Write out every one of the items below verbatim, changing nothing.
────────────────────────────────────────
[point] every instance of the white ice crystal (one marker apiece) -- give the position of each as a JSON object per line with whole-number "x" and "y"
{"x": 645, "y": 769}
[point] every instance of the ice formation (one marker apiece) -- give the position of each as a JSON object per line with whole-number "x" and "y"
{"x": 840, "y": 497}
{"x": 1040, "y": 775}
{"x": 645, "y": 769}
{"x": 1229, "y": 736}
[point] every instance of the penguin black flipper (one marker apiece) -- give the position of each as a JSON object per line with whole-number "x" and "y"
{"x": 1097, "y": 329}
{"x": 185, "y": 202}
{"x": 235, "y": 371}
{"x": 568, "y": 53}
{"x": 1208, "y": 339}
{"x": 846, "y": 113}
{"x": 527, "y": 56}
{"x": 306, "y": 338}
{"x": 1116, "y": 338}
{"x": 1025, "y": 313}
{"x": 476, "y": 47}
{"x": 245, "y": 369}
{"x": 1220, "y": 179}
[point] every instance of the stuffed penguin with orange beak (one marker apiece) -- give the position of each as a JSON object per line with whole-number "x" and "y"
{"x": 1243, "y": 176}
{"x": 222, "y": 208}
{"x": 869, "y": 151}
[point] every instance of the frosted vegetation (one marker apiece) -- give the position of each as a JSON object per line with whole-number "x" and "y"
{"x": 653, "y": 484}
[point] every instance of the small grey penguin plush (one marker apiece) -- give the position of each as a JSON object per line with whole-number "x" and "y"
────────────────────────────────────────
Answer to this exercise ▸
[point] every instance of the white ice crystal (one marker apiece) -- give the position of each as a JSON object per line with whole-number "x" and "y"
{"x": 645, "y": 769}
[point] every instance of the ice formation (one marker apiece) -- give the position of each as a JSON object per line with whole-number "x" and "y"
{"x": 840, "y": 497}
{"x": 1040, "y": 775}
{"x": 645, "y": 769}
{"x": 1229, "y": 736}
[point] every instance of the penguin black flipper (one marker apiece) -- give the position of each as a JSON object per line with whole-number "x" and "y"
{"x": 1097, "y": 329}
{"x": 185, "y": 202}
{"x": 235, "y": 371}
{"x": 568, "y": 53}
{"x": 1208, "y": 339}
{"x": 846, "y": 113}
{"x": 527, "y": 56}
{"x": 306, "y": 338}
{"x": 1116, "y": 338}
{"x": 1025, "y": 313}
{"x": 476, "y": 47}
{"x": 245, "y": 369}
{"x": 1220, "y": 179}
[point] every instance of the stuffed penguin with orange beak (one marker apiece) -- give the position of each as a JSON object per line with whole-number "x" and "y"
{"x": 1243, "y": 176}
{"x": 222, "y": 208}
{"x": 869, "y": 151}
[point] every instance of the frosted vegetation (one marker apiece) -- give the position of each as a JSON object per line with whole-number "x" and "y"
{"x": 653, "y": 484}
[point] every instance of the small grey penguin plush (one marker apiece) -- give the position of each as a JSON object per line with whole-number "x" and "y"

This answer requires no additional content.